— start of Text excerpt —
FALCON — Finetuned Actor Linking via CONtrastive Learning

A domain-adapted embedding model for automated APT group attribution from cyber threat intelligence text.

Developed by	AIT — Austrian Institute of Technology, Cybersecurity Group
Model type	Transformer encoder (ModernBERT) with contrastive fine-tuning
Language	English
License	Apache 2.0
Base model	cisco-ai/SecureBERT2.0-base
Paper	Coming soon

---

Model Description

FALCON (Finetuned Actor Linking via CONtrastive learning) is a cybersecurity embedding model that maps textual descriptions of attack behaviors to a vector space where descriptions belonging to the same APT group are close together and descriptions from different groups are far apart.

Given a sentence like "The group has used spearphishing emails with malicious macro-enabled attachments to deliver initial payloads", FALCON produces a 768-dimensional embedding that can be used to classify which APT group performed that behavior.

Training Pipeline

cisco-ai/SecureBERT2.0-base (ModernBERT, 150M params)
        ↓
   Tokenizer Extension — Added APT group names + aliases as single tokens
        ↓
   MLM Fine-Tuning — Taught the model meaningful representations for new tokens
        ↓
   Supervised Contrastive Fine-Tuning (SupCon) — Shaped the embedding space
        so same-group descriptions cluster together
        ↓
   FALCON

What Makes FALCON Different

• Domain-adapted base: Built on SecureBERT 2.0, which already understands cybersecurity terminology, rather than a generic language model.
• Contrastive objective: Unlike classification-only models, FALCON optimizes the embedding geometry directly using Supervised Contrastive Loss (Khosla et al., 2020), producing embeddings suitable for retrieval, clustering, and few-shot classification.
— end of Text excerpt —
— start of Dataset —
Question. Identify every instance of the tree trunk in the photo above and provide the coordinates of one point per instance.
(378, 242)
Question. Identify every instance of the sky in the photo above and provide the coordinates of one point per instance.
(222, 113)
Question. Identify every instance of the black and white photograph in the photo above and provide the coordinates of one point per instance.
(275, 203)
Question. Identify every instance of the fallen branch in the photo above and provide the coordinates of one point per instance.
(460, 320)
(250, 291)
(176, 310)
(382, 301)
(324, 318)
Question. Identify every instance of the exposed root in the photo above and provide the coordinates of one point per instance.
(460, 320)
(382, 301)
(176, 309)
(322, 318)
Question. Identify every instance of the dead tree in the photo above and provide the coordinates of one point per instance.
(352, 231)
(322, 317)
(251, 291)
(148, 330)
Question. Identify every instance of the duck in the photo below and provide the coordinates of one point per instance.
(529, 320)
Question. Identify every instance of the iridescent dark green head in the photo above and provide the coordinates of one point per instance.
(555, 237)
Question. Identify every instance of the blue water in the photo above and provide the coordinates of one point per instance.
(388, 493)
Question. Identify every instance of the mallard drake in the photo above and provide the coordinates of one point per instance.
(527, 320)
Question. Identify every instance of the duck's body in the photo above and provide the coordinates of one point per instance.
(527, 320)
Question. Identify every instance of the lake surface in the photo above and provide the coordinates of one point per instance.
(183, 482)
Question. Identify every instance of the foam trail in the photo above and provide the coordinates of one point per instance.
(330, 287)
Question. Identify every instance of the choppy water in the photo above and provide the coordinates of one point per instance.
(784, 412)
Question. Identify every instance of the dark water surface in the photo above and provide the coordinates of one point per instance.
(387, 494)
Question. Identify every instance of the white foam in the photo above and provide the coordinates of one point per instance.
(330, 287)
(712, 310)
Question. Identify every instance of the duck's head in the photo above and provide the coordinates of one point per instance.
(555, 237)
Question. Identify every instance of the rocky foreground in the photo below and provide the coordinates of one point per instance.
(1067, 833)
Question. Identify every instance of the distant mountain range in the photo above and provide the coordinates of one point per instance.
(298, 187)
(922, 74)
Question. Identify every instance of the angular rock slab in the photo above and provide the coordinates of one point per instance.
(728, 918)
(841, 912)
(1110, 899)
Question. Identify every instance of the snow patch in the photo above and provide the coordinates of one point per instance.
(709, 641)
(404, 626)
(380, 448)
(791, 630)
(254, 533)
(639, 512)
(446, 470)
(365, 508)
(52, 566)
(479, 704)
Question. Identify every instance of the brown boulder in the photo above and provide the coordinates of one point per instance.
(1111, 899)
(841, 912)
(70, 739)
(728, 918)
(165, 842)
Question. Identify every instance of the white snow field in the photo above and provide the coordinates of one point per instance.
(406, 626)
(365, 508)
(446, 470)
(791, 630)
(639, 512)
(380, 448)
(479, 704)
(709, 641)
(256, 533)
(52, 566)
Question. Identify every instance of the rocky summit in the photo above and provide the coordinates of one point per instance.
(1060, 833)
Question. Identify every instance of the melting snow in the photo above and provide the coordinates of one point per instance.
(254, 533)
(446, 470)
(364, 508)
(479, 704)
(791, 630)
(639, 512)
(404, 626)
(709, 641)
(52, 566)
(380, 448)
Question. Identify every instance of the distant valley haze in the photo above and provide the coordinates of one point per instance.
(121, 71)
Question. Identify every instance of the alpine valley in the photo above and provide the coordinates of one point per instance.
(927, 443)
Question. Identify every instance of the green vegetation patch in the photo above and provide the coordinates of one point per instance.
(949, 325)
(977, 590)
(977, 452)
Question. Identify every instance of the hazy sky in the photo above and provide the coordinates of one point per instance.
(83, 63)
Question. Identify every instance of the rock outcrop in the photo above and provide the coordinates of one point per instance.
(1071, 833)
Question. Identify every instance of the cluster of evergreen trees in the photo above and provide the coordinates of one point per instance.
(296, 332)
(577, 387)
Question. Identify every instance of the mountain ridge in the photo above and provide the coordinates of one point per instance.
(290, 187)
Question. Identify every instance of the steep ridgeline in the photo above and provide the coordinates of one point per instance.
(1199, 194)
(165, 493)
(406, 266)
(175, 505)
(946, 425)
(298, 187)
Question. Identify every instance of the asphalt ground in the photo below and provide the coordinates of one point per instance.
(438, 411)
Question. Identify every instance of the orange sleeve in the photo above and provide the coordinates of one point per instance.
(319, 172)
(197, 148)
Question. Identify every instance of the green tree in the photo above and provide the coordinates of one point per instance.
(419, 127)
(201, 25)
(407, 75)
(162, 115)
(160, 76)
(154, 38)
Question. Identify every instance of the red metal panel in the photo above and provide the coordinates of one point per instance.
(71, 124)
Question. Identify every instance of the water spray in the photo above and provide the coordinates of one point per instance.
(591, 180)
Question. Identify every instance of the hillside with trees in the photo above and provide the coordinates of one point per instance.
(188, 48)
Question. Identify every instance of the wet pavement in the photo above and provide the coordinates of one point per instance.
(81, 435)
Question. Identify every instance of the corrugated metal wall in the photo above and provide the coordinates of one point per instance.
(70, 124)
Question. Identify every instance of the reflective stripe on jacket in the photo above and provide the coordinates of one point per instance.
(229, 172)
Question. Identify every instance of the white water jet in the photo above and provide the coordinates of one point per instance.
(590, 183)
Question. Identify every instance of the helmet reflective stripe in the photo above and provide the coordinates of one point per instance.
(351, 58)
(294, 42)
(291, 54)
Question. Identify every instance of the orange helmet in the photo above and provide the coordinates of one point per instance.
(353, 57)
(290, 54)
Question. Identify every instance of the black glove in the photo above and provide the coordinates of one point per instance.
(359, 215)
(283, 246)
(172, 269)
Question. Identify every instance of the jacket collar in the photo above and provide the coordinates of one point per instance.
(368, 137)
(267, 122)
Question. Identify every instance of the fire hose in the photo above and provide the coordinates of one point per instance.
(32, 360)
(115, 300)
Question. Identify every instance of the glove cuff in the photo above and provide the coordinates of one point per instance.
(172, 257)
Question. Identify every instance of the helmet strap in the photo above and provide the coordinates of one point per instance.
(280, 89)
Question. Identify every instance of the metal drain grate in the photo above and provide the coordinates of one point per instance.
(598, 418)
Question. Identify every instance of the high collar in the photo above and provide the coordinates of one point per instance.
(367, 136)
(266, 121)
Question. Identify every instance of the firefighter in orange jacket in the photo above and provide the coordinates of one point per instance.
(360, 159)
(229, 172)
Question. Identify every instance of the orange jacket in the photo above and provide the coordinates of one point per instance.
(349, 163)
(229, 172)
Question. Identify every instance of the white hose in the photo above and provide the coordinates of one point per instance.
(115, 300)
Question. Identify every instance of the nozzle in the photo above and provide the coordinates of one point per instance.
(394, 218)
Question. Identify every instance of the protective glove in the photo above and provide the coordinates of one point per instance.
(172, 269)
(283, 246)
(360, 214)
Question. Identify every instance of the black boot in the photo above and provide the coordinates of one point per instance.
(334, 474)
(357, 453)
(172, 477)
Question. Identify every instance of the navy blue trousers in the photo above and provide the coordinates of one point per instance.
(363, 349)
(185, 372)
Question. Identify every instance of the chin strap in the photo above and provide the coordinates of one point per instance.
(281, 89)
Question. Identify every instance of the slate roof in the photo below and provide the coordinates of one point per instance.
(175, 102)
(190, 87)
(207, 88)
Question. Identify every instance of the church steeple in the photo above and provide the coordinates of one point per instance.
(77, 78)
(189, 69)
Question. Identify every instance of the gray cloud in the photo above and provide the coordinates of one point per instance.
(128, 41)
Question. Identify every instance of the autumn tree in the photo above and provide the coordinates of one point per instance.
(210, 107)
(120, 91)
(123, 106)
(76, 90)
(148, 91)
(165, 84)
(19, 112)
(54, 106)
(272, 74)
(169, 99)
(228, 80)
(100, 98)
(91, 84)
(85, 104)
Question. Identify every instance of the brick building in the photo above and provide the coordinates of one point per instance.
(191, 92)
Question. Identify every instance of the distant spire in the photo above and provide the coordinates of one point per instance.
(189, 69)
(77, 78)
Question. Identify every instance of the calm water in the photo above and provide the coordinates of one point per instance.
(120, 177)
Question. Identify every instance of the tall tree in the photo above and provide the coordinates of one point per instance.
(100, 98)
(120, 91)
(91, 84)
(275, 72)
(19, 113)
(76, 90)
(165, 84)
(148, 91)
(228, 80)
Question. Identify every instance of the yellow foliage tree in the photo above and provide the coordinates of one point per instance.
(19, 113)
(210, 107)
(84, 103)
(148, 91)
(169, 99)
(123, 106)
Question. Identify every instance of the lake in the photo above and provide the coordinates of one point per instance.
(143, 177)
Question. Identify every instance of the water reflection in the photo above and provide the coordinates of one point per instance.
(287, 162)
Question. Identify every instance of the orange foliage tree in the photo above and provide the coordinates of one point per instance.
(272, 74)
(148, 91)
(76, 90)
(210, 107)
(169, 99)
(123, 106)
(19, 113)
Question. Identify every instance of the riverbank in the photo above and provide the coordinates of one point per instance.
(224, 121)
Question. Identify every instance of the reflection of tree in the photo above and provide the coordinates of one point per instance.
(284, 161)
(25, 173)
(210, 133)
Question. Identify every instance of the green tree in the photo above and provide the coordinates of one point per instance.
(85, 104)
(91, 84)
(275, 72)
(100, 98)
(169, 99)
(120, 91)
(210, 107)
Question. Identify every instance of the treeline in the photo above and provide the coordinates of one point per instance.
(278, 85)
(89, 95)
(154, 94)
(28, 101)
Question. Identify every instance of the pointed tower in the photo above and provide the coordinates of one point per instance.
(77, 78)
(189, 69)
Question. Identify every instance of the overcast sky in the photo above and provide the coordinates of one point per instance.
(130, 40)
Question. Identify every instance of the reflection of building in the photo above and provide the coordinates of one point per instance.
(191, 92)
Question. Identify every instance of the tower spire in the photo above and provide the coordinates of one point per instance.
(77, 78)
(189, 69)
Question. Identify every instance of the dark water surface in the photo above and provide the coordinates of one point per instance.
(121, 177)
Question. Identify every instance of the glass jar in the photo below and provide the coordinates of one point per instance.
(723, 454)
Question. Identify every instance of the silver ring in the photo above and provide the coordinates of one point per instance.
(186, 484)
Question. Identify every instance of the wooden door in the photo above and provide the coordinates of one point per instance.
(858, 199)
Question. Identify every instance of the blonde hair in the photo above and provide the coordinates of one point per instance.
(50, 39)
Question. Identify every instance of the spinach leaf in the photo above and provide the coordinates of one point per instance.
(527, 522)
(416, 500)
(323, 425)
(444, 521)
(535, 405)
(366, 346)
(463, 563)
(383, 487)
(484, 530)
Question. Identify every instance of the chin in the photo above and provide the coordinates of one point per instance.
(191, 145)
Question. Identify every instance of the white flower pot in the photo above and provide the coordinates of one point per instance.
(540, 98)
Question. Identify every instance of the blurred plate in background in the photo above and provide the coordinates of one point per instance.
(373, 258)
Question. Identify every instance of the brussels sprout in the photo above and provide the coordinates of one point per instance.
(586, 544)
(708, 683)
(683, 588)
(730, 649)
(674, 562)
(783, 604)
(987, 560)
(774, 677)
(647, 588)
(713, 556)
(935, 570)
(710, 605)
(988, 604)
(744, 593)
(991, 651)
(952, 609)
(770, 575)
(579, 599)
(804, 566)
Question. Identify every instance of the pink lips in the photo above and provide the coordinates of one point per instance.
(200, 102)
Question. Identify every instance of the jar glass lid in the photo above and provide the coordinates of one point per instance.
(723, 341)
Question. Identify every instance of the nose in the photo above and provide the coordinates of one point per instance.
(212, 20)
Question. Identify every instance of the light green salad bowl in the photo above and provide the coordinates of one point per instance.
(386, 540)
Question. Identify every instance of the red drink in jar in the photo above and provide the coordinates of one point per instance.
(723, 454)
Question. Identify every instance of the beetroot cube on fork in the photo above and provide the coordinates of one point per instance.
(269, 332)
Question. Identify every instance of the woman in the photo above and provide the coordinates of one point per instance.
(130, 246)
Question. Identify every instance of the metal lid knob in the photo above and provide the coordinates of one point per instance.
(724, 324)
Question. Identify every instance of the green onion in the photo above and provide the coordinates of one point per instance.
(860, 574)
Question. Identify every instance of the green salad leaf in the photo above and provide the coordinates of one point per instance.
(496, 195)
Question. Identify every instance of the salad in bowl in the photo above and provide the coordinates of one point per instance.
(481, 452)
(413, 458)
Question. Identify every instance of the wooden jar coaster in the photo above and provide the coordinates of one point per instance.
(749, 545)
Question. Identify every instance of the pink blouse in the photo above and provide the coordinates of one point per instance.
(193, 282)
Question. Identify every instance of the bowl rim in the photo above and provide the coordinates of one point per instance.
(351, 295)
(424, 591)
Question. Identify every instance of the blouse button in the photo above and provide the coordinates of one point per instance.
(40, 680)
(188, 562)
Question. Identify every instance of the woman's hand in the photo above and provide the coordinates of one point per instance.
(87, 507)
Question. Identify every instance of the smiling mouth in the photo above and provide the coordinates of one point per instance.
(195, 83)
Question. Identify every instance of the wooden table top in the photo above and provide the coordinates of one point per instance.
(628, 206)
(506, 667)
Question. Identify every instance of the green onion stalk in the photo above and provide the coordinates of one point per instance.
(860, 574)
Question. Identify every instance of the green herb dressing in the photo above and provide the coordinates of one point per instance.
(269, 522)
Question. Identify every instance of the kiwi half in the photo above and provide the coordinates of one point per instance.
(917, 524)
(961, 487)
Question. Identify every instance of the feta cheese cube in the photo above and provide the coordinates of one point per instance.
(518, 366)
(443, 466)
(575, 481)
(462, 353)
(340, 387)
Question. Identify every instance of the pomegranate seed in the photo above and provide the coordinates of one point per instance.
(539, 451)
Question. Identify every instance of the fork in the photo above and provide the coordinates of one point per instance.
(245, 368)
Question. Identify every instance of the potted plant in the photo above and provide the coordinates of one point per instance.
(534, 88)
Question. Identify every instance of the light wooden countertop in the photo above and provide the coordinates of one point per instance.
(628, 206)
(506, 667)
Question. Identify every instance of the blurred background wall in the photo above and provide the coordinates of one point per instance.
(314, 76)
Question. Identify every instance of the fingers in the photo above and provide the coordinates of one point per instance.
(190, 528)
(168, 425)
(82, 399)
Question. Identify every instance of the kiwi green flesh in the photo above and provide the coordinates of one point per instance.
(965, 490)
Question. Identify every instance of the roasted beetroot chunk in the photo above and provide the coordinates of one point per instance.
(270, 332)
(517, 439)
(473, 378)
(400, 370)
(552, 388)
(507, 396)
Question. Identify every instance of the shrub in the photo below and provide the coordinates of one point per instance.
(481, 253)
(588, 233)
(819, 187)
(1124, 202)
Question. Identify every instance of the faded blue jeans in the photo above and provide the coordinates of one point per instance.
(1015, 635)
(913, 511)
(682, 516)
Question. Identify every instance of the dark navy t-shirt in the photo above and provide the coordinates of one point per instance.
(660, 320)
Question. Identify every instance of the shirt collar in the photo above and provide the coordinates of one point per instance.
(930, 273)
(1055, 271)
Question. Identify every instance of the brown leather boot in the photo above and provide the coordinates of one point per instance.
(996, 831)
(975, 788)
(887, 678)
— end of Dataset —
Exercise instructions:
1. Update the FALCON model card from "FALCON — Finetuned" up to and including "threat intelligence text.", replacing "Actor" with "Adversary" wherever it occurs.
2. According to the FALCON model card, how many dimensions does the embedding that FALCON produces have?
Rely only on the FALCON model card to complete the work.

Results for each task:
1.
FALCON — Finetuned Adversary Linking via CONtrastive Learning

A domain-adapted embedding model for automated APT group attribution from cyber threat intelligence text.

2. 768 dimensions.